**What the exercise asks:** Please set out as a numbered list the lines from the one containing "Trivia round: Give me the bounding box for every curved" up to and including the one containing "[136,401,152,440]", leaving out any blank lines.

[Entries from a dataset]
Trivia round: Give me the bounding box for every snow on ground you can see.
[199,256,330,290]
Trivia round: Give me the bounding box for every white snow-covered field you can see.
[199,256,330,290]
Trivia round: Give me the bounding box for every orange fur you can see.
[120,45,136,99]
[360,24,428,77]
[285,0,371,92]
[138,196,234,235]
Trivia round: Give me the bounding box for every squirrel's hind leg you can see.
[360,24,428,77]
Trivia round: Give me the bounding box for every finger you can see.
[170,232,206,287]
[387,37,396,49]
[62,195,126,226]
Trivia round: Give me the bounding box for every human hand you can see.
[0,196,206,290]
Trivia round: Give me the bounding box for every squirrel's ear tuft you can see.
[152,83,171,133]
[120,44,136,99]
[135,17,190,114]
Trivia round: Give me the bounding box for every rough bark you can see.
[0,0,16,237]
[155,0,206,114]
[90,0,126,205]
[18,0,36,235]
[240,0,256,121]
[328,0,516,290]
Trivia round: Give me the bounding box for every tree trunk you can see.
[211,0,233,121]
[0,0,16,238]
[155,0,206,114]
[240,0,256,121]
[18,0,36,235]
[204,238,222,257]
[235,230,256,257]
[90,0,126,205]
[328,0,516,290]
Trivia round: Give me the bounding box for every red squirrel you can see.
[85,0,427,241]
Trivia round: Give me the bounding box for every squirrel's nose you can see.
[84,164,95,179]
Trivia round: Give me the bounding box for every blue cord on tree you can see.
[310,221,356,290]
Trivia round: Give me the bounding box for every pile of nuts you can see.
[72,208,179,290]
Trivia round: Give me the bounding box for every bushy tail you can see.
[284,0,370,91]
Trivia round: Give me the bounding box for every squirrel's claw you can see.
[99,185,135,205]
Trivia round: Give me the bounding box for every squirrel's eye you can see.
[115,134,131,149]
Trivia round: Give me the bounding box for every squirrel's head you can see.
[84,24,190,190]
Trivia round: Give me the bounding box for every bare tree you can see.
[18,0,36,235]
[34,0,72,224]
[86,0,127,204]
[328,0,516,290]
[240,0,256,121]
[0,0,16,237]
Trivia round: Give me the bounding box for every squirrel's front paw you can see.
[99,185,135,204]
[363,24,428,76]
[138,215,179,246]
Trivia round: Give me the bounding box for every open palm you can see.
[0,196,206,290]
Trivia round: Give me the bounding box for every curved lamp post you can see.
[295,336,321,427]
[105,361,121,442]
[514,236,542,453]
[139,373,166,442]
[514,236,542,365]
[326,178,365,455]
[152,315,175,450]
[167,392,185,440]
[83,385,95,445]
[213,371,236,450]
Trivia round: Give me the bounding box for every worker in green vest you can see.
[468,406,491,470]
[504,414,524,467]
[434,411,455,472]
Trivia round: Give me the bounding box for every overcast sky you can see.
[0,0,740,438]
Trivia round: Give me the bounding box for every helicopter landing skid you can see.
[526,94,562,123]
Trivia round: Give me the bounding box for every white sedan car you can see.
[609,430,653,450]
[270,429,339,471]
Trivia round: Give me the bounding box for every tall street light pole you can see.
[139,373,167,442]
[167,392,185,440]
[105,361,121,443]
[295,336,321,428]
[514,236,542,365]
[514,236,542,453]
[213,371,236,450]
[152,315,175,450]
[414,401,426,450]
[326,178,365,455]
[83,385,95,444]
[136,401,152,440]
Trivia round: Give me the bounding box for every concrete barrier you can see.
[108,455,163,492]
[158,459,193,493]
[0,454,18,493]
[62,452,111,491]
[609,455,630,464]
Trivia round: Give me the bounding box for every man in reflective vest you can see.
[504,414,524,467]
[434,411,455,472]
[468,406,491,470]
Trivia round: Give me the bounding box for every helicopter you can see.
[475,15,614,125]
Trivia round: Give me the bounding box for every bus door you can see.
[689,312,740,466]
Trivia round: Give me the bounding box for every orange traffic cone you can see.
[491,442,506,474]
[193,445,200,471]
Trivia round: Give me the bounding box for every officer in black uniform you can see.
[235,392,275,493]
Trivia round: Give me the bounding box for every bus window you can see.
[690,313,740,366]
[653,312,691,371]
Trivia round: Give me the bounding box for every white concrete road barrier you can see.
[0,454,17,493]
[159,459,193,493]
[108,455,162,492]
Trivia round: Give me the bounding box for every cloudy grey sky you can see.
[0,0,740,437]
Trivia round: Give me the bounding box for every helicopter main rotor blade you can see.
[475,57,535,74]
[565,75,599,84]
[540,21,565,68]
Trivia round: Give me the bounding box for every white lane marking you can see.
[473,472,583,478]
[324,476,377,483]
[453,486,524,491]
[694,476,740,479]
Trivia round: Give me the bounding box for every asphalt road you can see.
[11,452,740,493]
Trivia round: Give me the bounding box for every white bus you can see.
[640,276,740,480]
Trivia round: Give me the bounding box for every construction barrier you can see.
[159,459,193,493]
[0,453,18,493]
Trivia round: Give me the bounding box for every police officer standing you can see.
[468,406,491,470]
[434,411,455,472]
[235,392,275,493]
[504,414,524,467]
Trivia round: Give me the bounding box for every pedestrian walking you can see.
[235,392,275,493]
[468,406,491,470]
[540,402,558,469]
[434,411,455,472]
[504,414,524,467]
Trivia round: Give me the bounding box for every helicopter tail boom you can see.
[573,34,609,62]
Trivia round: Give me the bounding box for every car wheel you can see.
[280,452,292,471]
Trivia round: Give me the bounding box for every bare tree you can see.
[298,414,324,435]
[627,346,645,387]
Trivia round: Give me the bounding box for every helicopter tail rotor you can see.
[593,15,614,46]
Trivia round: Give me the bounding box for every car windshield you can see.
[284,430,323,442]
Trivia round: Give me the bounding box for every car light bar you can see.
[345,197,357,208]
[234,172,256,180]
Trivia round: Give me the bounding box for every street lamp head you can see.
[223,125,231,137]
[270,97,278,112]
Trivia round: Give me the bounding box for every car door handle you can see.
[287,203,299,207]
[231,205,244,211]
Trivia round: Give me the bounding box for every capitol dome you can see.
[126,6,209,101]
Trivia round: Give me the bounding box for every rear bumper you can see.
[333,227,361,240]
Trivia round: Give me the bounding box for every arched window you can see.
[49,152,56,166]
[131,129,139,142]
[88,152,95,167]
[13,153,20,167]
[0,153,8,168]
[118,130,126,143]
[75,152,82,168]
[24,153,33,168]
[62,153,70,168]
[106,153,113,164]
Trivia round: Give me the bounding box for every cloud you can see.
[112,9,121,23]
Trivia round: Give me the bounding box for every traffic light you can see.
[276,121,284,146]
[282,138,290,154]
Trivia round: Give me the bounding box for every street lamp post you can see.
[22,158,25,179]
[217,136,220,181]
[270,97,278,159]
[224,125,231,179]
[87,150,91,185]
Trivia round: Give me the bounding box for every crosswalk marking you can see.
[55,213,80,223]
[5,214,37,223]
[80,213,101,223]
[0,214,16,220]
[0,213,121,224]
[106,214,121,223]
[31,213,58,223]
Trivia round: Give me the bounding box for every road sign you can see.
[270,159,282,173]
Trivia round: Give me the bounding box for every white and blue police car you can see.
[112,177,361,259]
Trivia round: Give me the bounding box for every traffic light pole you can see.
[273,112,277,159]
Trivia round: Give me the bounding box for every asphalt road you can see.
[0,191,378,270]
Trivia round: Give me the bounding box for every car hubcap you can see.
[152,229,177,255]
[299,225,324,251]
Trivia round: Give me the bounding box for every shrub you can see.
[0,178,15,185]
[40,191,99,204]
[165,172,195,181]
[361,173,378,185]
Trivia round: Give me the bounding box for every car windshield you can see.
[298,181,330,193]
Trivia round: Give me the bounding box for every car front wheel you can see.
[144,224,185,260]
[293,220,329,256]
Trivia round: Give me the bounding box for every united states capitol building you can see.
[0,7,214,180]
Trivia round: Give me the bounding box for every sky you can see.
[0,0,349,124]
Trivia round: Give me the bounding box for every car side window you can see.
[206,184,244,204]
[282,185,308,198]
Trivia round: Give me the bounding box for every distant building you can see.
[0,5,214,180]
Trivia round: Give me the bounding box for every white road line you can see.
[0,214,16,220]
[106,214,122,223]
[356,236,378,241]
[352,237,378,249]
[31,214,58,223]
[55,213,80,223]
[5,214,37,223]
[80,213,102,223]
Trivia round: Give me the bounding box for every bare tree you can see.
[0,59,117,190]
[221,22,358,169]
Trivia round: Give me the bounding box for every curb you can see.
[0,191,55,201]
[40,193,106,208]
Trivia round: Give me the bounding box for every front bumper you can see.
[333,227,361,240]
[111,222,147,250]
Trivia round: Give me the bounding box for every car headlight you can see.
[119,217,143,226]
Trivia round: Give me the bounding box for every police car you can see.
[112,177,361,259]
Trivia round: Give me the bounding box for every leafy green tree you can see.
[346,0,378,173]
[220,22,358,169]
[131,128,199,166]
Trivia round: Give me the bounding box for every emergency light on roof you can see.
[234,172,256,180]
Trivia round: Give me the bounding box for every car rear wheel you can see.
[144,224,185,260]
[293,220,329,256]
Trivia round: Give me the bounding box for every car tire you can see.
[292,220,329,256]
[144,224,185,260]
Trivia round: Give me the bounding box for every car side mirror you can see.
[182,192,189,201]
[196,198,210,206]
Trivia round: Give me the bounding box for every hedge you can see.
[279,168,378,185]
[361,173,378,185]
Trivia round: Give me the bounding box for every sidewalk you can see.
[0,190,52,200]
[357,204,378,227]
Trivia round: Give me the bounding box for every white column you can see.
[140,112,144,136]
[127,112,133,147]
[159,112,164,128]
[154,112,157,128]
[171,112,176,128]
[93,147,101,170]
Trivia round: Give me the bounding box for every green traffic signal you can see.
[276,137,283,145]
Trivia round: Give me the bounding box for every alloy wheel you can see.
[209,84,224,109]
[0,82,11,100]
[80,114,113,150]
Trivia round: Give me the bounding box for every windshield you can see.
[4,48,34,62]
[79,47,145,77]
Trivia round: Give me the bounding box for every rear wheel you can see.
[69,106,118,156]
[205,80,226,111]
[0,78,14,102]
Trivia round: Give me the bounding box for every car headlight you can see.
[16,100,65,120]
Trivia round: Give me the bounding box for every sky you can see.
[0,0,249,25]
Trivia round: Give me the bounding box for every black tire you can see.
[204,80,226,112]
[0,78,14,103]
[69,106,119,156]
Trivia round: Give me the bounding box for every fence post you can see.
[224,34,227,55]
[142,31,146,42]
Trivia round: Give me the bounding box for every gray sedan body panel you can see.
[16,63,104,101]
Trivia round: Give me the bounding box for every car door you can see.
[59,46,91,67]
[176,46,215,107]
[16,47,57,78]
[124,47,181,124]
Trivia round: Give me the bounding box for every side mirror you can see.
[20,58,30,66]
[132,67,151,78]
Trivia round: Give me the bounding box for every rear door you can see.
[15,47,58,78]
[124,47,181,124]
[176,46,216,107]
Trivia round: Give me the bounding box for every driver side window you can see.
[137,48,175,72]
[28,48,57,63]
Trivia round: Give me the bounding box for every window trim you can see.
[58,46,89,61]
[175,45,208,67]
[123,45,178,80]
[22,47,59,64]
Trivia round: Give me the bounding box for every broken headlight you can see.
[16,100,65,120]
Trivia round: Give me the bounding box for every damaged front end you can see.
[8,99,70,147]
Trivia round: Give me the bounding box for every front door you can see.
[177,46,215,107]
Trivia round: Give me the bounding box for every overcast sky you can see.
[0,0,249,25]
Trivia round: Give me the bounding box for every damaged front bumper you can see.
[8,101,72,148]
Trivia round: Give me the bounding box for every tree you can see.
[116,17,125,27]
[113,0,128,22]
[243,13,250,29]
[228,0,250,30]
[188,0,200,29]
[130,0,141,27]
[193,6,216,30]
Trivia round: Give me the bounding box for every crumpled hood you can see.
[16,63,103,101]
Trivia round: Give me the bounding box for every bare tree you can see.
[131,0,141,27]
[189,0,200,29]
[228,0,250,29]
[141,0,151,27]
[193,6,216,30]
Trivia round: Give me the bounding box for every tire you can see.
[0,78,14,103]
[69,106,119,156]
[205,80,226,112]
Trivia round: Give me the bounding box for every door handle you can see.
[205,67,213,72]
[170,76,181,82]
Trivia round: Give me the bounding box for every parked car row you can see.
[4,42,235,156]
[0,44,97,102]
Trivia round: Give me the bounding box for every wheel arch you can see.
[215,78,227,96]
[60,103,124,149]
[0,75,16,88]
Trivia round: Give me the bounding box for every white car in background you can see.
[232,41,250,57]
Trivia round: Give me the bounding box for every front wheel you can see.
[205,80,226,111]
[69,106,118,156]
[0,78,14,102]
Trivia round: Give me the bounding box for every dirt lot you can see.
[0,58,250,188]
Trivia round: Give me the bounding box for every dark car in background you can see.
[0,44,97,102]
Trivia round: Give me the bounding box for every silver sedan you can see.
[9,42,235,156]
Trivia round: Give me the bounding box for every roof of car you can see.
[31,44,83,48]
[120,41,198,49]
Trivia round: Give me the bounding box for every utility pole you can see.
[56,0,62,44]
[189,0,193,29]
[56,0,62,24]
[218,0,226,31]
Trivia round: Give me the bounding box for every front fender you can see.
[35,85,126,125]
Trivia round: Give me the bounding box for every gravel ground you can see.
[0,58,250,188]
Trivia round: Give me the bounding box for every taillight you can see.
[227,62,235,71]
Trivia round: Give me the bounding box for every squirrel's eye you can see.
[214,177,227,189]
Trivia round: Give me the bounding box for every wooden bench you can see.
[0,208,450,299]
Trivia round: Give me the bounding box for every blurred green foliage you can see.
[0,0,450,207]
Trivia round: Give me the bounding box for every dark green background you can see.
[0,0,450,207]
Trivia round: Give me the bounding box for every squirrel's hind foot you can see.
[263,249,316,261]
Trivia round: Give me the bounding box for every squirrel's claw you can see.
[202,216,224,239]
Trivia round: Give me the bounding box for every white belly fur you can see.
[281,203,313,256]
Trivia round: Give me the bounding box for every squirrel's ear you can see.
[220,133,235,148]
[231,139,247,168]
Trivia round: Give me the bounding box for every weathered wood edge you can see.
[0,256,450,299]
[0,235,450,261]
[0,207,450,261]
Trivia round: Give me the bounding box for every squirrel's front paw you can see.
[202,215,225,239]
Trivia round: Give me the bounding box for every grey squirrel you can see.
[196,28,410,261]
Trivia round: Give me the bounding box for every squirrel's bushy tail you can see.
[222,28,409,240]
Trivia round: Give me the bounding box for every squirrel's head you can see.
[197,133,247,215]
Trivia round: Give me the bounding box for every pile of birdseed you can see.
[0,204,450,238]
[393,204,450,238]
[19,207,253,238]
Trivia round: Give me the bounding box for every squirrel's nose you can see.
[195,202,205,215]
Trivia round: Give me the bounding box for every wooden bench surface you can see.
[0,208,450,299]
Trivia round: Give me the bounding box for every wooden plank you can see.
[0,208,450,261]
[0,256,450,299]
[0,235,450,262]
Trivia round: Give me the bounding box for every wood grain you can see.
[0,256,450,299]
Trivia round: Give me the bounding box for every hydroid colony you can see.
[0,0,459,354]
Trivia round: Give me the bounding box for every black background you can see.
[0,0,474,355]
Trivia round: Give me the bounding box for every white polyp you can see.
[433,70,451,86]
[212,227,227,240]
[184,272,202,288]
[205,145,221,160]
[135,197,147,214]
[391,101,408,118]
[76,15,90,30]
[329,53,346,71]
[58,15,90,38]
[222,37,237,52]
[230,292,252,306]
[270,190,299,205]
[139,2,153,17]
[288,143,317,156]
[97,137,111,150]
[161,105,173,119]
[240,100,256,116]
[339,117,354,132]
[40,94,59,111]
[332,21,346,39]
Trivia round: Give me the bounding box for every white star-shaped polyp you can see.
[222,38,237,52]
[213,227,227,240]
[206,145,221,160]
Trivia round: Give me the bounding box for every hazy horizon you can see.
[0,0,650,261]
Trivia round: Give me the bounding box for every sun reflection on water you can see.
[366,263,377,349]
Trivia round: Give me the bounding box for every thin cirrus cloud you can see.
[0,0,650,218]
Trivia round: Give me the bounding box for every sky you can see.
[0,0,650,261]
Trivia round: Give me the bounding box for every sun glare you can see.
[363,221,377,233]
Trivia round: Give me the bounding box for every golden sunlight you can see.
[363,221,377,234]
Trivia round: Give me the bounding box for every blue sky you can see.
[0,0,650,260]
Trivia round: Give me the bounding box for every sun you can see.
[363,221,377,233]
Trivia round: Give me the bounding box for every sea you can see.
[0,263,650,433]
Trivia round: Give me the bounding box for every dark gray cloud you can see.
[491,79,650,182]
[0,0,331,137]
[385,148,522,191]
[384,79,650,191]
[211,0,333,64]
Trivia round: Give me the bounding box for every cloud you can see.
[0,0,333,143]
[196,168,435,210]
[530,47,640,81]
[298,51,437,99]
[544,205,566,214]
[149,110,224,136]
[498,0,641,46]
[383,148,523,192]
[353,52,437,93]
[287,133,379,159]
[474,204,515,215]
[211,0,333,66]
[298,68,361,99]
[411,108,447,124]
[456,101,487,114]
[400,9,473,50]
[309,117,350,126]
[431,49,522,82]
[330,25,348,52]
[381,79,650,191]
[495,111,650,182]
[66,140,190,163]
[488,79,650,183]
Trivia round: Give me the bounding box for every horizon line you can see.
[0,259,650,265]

**Full solution:**
1. Trivia round: Give me the bounding box for every curved lamp post you can see.
2. [295,336,321,427]
3. [105,361,121,442]
4. [514,236,542,453]
5. [139,373,166,442]
6. [514,236,542,365]
7. [326,178,365,455]
8. [152,315,175,450]
9. [167,392,185,440]
10. [83,385,95,445]
11. [213,371,236,450]
12. Trivia round: Give me the bounding box for every worker in green vest you can see.
13. [468,406,491,470]
14. [504,414,524,467]
15. [434,411,455,472]
16. Trivia round: Give me the bounding box for every overcast sky you can see.
17. [0,0,740,438]
18. Trivia round: Give me the bounding box for every helicopter landing skid you can see.
19. [526,94,562,123]
20. Trivia round: Give me the bounding box for every white sedan car you can see.
21. [609,430,653,450]
22. [270,429,339,471]
23. Trivia round: Give me the bounding box for every tall street light pole you can see.
24. [139,373,167,442]
25. [167,392,185,440]
26. [105,361,121,443]
27. [295,336,321,428]
28. [514,236,542,365]
29. [514,236,542,453]
30. [213,371,236,450]
31. [152,315,175,450]
32. [414,401,426,450]
33. [326,178,365,455]
34. [83,385,95,444]
35. [136,401,152,440]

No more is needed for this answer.